Begin Data supplied

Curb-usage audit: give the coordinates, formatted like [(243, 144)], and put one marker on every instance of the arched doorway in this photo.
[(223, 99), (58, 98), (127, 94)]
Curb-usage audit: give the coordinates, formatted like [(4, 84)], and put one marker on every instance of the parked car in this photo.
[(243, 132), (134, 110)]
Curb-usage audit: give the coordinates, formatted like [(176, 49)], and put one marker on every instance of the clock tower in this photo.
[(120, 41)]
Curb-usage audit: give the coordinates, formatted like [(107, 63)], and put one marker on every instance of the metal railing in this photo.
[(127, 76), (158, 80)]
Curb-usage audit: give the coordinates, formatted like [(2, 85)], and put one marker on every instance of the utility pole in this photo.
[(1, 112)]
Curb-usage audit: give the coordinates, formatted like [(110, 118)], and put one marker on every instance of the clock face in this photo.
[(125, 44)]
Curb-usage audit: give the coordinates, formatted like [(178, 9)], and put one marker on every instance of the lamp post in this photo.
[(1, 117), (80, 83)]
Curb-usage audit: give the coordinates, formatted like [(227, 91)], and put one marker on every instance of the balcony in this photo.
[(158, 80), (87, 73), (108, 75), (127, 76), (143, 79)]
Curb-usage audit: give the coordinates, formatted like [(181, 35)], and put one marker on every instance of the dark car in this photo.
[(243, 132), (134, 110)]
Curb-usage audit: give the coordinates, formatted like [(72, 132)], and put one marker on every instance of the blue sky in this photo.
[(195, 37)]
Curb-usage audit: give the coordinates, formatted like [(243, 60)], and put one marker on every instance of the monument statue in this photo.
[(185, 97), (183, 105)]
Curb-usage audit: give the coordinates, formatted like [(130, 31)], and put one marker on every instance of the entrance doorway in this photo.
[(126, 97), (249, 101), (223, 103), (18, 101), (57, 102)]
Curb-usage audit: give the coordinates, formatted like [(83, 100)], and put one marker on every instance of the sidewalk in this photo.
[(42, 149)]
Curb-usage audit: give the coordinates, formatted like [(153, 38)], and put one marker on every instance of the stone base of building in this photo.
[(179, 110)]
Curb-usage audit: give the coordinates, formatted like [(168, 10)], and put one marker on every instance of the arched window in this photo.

End Data supplied

# [Written exercise]
Print all of the records above again, line for line, with no changes.

# [Response]
Curb-usage audit: give the coordinates, formatted like [(243, 144)], and put one marker on every instance of the arched doorway in this photo.
[(223, 99), (58, 98), (127, 94)]
Curb-usage audit: give the coordinates, formatted like [(4, 84)], and put one marker on every instance of the parked car in this photo.
[(243, 132), (134, 110)]
Curb-usage audit: give the coordinates, formatted like [(176, 49)], and put one marker on every instance of the clock tower in this photo.
[(120, 41)]
Curb-usage audit: give the coordinates, formatted like [(107, 63)], and put one marker on every instance of the metal railing in this photo.
[(127, 76), (158, 80)]
Curb-usage audit: give the coordinates, formatted like [(2, 85)], and put one marker on every instance of the utility pole in this photo.
[(1, 112)]
Curb-usage audit: give the coordinates, formatted like [(110, 118)], and put one marker on every instance of the clock face in this photo.
[(125, 44)]
Curb-usage audit: give the coordinates, formatted like [(178, 9)], and put one marker on every instance of the lamp post in this photo.
[(1, 117), (80, 83)]
Curb-usage audit: give the coordinates, formatted like [(227, 91)], and put one marker on every instance of the balcony in this photo.
[(158, 80), (87, 73), (108, 75), (127, 76), (143, 79)]
Curb-usage audit: give the coordinates, formatted like [(181, 35)], and put one marker on every instance of the dark car in this photo.
[(243, 132), (134, 110)]
Curb-usage audit: give the coordinates, formatted like [(72, 132)], and put one marker on every instance of the blue sky in this photo.
[(195, 37)]
Curb-usage audit: give the coordinates, formatted like [(243, 60)], and put one marker on every instance of the monument statue in this photo.
[(185, 97), (183, 105)]
Curb-usage audit: give the coordinates, formatted like [(130, 31)], and put one marker on every instance of the entrance doorway in this photo.
[(126, 97), (249, 101), (223, 103), (18, 101), (57, 102)]
Curb-usage audit: give the coordinates, formatted like [(83, 100)], and put one marker on every instance of the sidewalk in this photo.
[(42, 149)]
Curb-usage audit: give the coordinates, formatted like [(153, 38)], and put one marker on every instance of the stone base of building in this photo.
[(179, 110)]
Curb-usage audit: give the coordinates, formatted like [(168, 10)], and put one marker on every instance of the arched window in this photo.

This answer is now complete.